START Input for this task
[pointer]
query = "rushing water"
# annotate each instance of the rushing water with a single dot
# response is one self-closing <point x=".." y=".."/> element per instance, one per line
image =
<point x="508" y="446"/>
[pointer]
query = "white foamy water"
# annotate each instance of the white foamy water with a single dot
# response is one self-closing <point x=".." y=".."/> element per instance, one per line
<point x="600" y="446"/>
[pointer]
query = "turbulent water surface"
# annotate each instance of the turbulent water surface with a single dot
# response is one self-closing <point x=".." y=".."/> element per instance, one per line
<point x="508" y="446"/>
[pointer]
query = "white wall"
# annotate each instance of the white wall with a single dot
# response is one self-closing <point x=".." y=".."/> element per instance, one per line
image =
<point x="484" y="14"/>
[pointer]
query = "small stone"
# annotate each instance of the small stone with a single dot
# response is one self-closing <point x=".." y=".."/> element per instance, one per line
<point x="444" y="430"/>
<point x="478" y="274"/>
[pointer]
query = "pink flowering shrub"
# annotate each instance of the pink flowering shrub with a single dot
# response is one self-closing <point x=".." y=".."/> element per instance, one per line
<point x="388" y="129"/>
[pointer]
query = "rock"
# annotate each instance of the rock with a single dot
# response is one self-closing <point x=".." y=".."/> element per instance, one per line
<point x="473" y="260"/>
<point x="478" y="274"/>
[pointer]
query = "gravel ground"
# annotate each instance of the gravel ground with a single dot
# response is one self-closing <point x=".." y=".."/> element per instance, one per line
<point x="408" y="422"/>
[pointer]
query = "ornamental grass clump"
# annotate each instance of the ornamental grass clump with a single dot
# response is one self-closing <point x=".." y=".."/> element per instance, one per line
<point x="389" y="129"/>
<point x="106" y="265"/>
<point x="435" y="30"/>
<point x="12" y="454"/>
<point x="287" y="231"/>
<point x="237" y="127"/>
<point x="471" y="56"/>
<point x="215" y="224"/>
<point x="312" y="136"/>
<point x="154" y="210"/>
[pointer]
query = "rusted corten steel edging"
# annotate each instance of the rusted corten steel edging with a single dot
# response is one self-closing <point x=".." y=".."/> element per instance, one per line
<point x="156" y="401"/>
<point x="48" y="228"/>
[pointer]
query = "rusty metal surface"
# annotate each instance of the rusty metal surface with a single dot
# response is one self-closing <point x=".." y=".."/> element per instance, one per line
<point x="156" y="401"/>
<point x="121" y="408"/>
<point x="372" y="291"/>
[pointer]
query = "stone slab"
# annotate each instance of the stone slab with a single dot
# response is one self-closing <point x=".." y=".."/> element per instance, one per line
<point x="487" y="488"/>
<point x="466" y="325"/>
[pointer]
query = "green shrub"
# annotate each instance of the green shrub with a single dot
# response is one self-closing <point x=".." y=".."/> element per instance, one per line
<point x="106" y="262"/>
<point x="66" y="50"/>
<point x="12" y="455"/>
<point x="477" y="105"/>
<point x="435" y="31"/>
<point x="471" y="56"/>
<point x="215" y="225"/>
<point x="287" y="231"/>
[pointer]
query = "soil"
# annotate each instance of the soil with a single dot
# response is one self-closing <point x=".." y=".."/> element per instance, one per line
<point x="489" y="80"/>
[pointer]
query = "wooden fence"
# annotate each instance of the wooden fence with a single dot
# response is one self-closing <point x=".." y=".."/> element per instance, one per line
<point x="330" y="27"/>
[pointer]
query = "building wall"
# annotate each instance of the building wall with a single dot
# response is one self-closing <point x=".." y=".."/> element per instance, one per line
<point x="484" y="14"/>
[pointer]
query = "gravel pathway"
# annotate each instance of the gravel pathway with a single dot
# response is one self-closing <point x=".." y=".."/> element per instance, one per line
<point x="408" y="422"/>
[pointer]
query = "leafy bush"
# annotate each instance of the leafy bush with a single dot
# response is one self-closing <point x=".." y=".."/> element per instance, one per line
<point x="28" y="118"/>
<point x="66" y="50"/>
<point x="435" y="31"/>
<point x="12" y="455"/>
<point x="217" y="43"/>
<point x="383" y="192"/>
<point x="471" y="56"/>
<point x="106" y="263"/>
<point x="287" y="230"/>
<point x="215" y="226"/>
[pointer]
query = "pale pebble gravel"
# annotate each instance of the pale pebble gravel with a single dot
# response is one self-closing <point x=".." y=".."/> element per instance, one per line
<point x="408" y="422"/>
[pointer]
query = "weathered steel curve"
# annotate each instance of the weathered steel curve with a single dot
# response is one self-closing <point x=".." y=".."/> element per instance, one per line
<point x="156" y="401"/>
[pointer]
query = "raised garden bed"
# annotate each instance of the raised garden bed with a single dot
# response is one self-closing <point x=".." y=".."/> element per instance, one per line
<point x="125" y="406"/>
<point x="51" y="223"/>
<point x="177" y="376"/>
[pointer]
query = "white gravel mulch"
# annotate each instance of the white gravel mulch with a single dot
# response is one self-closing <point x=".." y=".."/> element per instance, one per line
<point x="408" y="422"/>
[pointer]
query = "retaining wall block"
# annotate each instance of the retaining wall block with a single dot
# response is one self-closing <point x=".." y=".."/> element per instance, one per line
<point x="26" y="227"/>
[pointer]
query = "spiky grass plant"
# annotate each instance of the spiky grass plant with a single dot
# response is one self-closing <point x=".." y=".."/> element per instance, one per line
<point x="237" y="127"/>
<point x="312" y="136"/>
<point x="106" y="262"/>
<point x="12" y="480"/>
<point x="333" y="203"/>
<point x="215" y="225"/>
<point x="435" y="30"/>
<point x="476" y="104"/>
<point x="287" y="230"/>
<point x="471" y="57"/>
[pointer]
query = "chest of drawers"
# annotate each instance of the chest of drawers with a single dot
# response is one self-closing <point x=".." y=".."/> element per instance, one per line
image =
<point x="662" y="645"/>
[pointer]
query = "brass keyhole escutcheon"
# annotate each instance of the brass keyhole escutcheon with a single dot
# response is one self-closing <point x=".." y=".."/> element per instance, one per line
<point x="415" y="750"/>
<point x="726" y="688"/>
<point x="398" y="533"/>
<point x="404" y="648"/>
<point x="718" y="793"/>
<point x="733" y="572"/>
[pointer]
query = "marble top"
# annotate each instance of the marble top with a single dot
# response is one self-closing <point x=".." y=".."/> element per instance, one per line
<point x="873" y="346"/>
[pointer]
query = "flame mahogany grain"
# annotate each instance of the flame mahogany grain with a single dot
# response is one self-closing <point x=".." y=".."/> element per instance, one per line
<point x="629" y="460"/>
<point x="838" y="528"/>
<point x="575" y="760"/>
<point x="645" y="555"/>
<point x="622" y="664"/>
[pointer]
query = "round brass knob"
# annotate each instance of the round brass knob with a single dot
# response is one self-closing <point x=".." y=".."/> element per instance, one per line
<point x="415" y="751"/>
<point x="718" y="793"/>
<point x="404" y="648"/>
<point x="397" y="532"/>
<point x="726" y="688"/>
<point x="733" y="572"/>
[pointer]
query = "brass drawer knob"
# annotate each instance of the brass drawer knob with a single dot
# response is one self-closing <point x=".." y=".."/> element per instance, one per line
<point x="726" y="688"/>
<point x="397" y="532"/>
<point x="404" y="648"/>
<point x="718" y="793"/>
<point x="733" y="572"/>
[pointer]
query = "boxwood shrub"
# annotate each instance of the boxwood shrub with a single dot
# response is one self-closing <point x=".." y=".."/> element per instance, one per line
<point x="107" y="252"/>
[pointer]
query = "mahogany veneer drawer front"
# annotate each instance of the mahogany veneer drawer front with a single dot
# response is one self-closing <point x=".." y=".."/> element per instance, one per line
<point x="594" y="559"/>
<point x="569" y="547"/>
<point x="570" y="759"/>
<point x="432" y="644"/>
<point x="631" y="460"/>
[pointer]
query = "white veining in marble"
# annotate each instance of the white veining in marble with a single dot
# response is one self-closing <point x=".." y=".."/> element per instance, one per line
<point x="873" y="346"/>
END Input for this task
* Aim
Repeat the material above in full, quoting it exactly.

* Output for this exercise
[pointer]
query = "rushing water"
# annotate each instance of the rushing water with a single dot
# response is one self-closing <point x=".." y=".."/> element per instance, one per line
image =
<point x="508" y="446"/>
[pointer]
query = "white foamy water"
# annotate each instance of the white foamy water with a single dot
# response is one self-closing <point x=".." y=".."/> element per instance, one per line
<point x="600" y="446"/>
[pointer]
query = "turbulent water surface"
# annotate each instance of the turbulent water surface with a single dot
# response is one self-closing <point x=".." y=".."/> element per instance, one per line
<point x="508" y="446"/>
[pointer]
query = "white wall"
# annotate each instance of the white wall with a single dot
# response is one self-closing <point x=".." y=".."/> element per instance, one per line
image =
<point x="484" y="14"/>
[pointer]
query = "small stone"
# annotate each instance of the small stone with a single dot
# response is one self-closing <point x=".." y=".."/> element per instance, one per line
<point x="444" y="430"/>
<point x="478" y="274"/>
[pointer]
query = "pink flowering shrub"
# annotate each instance of the pink flowering shrub with a single dot
# response is one self-closing <point x=".." y=".."/> element per instance, one per line
<point x="388" y="129"/>
[pointer]
query = "rock"
# annotate each instance of the rock with a single dot
# response is one self-closing <point x=".." y=".."/> element per instance, one per line
<point x="473" y="260"/>
<point x="478" y="274"/>
[pointer]
query = "gravel ground"
# annotate each instance of the gravel ground with a single dot
# response is one self-closing <point x=".." y=".."/> element per instance, one per line
<point x="408" y="422"/>
[pointer]
query = "ornamental grass clump"
# annotate each instance of the ornamental grass clump with a single dot
# response is one self-closing <point x=".." y=".."/> element per instance, one per line
<point x="389" y="129"/>
<point x="106" y="265"/>
<point x="435" y="30"/>
<point x="12" y="454"/>
<point x="287" y="231"/>
<point x="237" y="127"/>
<point x="471" y="56"/>
<point x="215" y="224"/>
<point x="312" y="136"/>
<point x="154" y="210"/>
[pointer]
query = "rusted corten steel edging"
# annotate each instance of the rusted corten steel edging with a single dot
# response is one self-closing <point x=".." y=".."/> element per instance, one per line
<point x="156" y="401"/>
<point x="48" y="228"/>
[pointer]
query = "rusty metal surface"
# annotate each instance of the rusty metal surface with a single dot
# response is one self-closing <point x=".." y=".."/> element per instance, one per line
<point x="156" y="401"/>
<point x="121" y="408"/>
<point x="372" y="291"/>
[pointer]
query = "stone slab"
# annotate each instance of the stone slab with a single dot
# response is one self-closing <point x=".." y=".."/> element per instance, one per line
<point x="487" y="488"/>
<point x="466" y="325"/>
[pointer]
query = "green shrub"
# annotate each instance of the green shrub with a single dot
# response is one self-closing <point x=".." y=".."/> element per instance, one per line
<point x="106" y="262"/>
<point x="66" y="50"/>
<point x="12" y="455"/>
<point x="477" y="105"/>
<point x="435" y="31"/>
<point x="471" y="56"/>
<point x="215" y="225"/>
<point x="287" y="231"/>
[pointer]
query = "soil"
# annotate each instance of the soil with a single dot
# response is one self-closing <point x=".." y=".."/> element per instance, one per line
<point x="489" y="80"/>
[pointer]
query = "wooden fence"
# annotate each instance of the wooden fence with a single dot
# response is one self-closing <point x=".." y=".."/> element per instance, one per line
<point x="330" y="27"/>
[pointer]
query = "building wall"
# annotate each instance of the building wall with a single dot
# response is one self-closing <point x=".." y=".."/> element per instance, one per line
<point x="484" y="14"/>
[pointer]
query = "gravel pathway"
# annotate each instance of the gravel pathway with a single dot
# response is one self-closing <point x=".." y=".."/> element per instance, one per line
<point x="408" y="422"/>
[pointer]
query = "leafy bush"
# annotate each instance of the leafy bush with a single dot
# response is one self-closing <point x=".." y=".."/> element per instance, one per line
<point x="28" y="118"/>
<point x="66" y="50"/>
<point x="435" y="31"/>
<point x="12" y="455"/>
<point x="217" y="43"/>
<point x="383" y="192"/>
<point x="471" y="56"/>
<point x="106" y="263"/>
<point x="287" y="230"/>
<point x="215" y="226"/>
[pointer]
query = "pale pebble gravel"
# annotate each instance of the pale pebble gravel with a single dot
# response is one self-closing <point x=".." y=".."/> element per instance, one per line
<point x="408" y="422"/>
[pointer]
query = "weathered steel curve"
# annotate each instance of the weathered steel curve with a single dot
# response is one self-closing <point x=".." y=".."/> element per instance, one per line
<point x="156" y="401"/>
[pointer]
query = "raised garden bed"
# annotate each instance of the raised garden bed with a single dot
# response is one self-closing <point x=".." y=".."/> element per instance, one per line
<point x="125" y="406"/>
<point x="51" y="223"/>
<point x="177" y="376"/>
[pointer]
query = "white gravel mulch"
# annotate each instance of the white gravel mulch with a single dot
# response is one self-closing <point x=".." y=".."/> element per instance, one per line
<point x="408" y="422"/>
[pointer]
query = "retaining wall block"
# annotate each instance of the retaining wall block with a single dot
# response is one self-closing <point x=".." y=".."/> element per instance, one per line
<point x="26" y="227"/>
[pointer]
query = "spiky grass plant"
# annotate each instance of the spiky grass plant with a single dot
# response is one self-closing <point x=".." y=".."/> element per instance, one per line
<point x="237" y="127"/>
<point x="312" y="136"/>
<point x="106" y="262"/>
<point x="12" y="480"/>
<point x="333" y="203"/>
<point x="215" y="225"/>
<point x="435" y="30"/>
<point x="476" y="104"/>
<point x="287" y="230"/>
<point x="471" y="57"/>
[pointer]
query = "chest of drawers"
# annotate each instance of the chest of drawers with a single dot
# response is one self-closing <point x=".." y=".."/> element per instance, one per line
image =
<point x="662" y="645"/>
[pointer]
query = "brass keyhole escutcheon"
# annotate each instance of the brass keyhole escutcheon with a single dot
# response is one self-closing <point x=".." y=".."/> element per instance, one per line
<point x="415" y="750"/>
<point x="726" y="688"/>
<point x="398" y="533"/>
<point x="404" y="648"/>
<point x="718" y="793"/>
<point x="733" y="572"/>
[pointer]
query = "marble top"
# annotate each instance of the marble top with a single dot
# response is one self-closing <point x=".." y=".."/> element per instance, one per line
<point x="873" y="346"/>
[pointer]
query = "flame mahogany grain"
# annotate each instance of the flame mahogany grain with a single dot
# response is one self-closing <point x=".." y=".."/> element per instance, one per line
<point x="629" y="460"/>
<point x="838" y="528"/>
<point x="575" y="760"/>
<point x="645" y="555"/>
<point x="622" y="664"/>
[pointer]
query = "round brass knob"
# annotate each instance of the round brass knob with a single dot
# response is one self-closing <point x=".." y=".."/> element per instance, one per line
<point x="415" y="751"/>
<point x="718" y="793"/>
<point x="404" y="648"/>
<point x="397" y="532"/>
<point x="726" y="688"/>
<point x="733" y="572"/>
[pointer]
query = "brass drawer knob"
# annotate each instance of the brass drawer knob with a single dot
# response is one self-closing <point x=".." y=".."/> element per instance, one per line
<point x="726" y="688"/>
<point x="397" y="532"/>
<point x="404" y="648"/>
<point x="718" y="793"/>
<point x="733" y="572"/>
[pointer]
query = "boxwood shrub"
# annotate each instance of the boxwood shrub with a single dot
# response is one self-closing <point x=".." y=".."/> element per instance, one per line
<point x="107" y="252"/>
[pointer]
query = "mahogany veneer drawer front"
# annotate each instance of the mahogany veneer drawer front with a single dot
# response is one self-closing <point x=".." y=".."/> element per instance, one per line
<point x="594" y="559"/>
<point x="569" y="547"/>
<point x="570" y="759"/>
<point x="432" y="644"/>
<point x="631" y="460"/>
[pointer]
query = "white veining in marble"
# annotate each instance of the white veining in marble with a single dot
# response is one self-closing <point x=".." y=".."/> element per instance, one per line
<point x="873" y="346"/>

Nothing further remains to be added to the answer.